§ Excerpts from point annotation data

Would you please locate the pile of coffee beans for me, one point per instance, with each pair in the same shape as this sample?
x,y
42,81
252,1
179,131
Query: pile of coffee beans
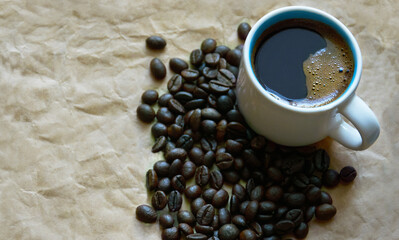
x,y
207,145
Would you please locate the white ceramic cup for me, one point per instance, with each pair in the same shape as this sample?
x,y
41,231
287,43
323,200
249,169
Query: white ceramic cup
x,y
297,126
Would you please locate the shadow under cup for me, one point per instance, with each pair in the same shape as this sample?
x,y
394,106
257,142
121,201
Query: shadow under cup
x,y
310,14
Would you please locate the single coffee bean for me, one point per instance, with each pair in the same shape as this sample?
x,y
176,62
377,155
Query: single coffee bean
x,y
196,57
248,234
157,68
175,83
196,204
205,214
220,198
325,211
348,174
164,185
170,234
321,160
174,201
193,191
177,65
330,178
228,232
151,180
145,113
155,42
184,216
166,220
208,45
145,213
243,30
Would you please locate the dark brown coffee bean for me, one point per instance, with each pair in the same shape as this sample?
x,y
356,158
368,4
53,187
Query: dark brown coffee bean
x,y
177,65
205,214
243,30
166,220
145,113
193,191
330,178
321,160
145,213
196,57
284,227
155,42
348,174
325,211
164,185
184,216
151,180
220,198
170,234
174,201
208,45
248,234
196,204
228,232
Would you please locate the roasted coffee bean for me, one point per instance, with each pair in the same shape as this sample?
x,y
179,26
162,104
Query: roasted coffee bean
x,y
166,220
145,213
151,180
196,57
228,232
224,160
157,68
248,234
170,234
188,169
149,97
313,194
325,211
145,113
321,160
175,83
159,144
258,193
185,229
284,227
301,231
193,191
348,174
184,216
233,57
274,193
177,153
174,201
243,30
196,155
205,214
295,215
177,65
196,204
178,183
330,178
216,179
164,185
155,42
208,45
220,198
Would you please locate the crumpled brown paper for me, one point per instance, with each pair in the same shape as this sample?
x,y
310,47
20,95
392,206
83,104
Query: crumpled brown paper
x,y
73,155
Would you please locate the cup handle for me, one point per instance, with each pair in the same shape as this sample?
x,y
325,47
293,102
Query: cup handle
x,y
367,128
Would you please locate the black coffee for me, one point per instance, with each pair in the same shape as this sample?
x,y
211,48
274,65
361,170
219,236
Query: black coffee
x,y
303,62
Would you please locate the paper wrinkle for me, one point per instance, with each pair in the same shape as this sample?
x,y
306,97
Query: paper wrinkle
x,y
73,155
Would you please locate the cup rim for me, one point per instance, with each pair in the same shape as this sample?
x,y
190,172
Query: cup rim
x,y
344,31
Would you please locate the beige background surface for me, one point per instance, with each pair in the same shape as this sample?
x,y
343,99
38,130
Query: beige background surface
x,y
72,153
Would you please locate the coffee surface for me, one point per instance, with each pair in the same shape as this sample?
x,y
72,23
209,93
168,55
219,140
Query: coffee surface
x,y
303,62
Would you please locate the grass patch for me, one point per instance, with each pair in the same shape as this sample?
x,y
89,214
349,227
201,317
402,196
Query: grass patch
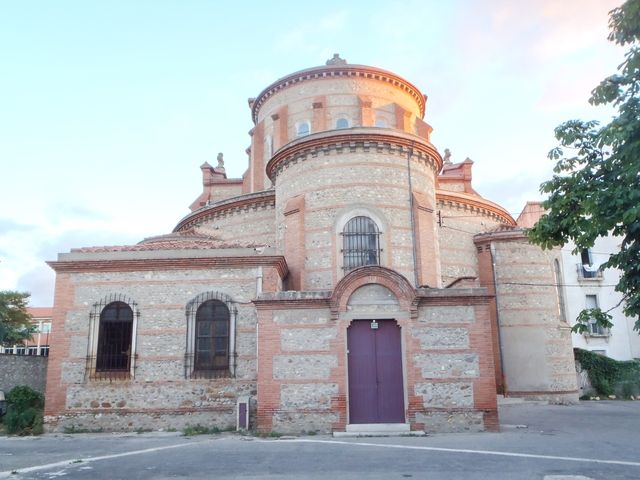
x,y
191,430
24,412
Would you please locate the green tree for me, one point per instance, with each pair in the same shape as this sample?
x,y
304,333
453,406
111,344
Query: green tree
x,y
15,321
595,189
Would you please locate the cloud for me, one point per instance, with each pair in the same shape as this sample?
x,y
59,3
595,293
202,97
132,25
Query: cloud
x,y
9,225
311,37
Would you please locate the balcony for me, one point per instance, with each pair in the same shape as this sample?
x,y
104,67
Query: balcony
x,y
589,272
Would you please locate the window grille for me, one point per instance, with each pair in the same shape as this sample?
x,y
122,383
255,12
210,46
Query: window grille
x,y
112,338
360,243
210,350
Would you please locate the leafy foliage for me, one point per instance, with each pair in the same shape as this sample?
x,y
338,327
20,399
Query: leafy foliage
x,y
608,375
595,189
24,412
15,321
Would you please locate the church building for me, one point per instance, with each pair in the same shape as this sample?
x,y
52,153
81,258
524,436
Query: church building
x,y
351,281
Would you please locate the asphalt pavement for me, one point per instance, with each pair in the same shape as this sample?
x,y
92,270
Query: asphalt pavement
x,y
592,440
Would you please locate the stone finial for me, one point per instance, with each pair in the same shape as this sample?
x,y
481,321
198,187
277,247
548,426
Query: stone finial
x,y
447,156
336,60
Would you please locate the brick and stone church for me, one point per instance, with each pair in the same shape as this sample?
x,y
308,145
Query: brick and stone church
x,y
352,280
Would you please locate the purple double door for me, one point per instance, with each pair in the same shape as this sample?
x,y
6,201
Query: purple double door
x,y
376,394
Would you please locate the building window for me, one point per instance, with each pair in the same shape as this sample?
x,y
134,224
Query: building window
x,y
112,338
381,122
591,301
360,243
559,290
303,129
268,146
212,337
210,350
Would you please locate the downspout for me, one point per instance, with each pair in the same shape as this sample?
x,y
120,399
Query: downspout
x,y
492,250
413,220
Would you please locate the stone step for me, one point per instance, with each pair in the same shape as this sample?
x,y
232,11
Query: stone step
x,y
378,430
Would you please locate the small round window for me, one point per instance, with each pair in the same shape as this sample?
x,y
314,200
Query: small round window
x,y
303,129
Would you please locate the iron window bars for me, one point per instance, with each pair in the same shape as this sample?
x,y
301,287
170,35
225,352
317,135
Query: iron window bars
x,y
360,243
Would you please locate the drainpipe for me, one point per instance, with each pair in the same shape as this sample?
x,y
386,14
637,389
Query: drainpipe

§ Work required
Update the stretch from the line containing "Would you please locate the drainpipe" through the end of the records by changing "drainpipe" to "rain gutter" and keeping everything else the same.

§ Task answer
Would you please locate the rain gutter for me, one point per instance, with each pair in the same shape as this sample?
x,y
386,14
637,389
Query: rain gutter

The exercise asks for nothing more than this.